La nécessité de créer une infrastructure dorsale nationale n’est pas propre à la RDC. De nombreux forums et institutions régionaux et internationaux, dont le Nouveau partenariat pour le développement de l’Afrique (NEPAD), reconnaissent que les réseaux de fibre optique permettront de réduire la fracture numérique entre les nantis et les autres. Tout un ensemble d’initiatives internationales, régionales et locales ont pour principal objectif l’inclusion des populations à la société de l’information par la connectivité.
En RDC, une dorsale nationale permettrait d’améliorer les communications dans un pays quatre fois plus grand que la France, dont plusieurs régions continuent d’être très isolées. Mais les initiatives nationales doivent être reliées à des initiatives régionales. Par exemple, le Pan African Research and Education Network (PAREN) a été créé pour faciliter la collaboration entre les universités et établir un réseau large bande à l’échelle de l’Afrique. Cela dit, PAREN ne pourra être complété que s’il existe un point central d’interconnexion reliant les différent réseaux de l’Afrique de l’Ouest, de l’Est, du Sud et du Nord. De par sa position centrale, la RDC peut se positionner pour devenir le centre de ces réseaux.

--------

Consigne A
Recopiez fidèlement le passage de l'extrait qui s'ouvre sur les mots « La nécessité de » et s'achève sur « par la connectivité. ».
Consigne B
Dressez la liste de toutes les régions d'Afrique dont l'extrait dit qu'elles doivent être reliées par un point central d'interconnexion.

Données fournies

--------

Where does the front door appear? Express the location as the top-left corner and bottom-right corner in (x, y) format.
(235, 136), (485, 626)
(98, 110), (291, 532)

--------

Réponse A
La nécessité de créer une infrastructure dorsale nationale n’est pas propre à la RDC. De nombreux forums et institutions régionaux et internationaux, dont le Nouveau partenariat pour le développement de l’Afrique (NEPAD), reconnaissent que les réseaux de fibre optique permettront de réduire la fracture numérique entre les nantis et les autres. Tout un ensemble d’initiatives internationales, régionales et locales ont pour principal objectif l’inclusion des populations à la société de l’information par la connectivité.

Réponse B
- l'Afrique de l'Ouest
- l'Afrique de l'Est
- l'Afrique du Sud
- l'Afrique du Nord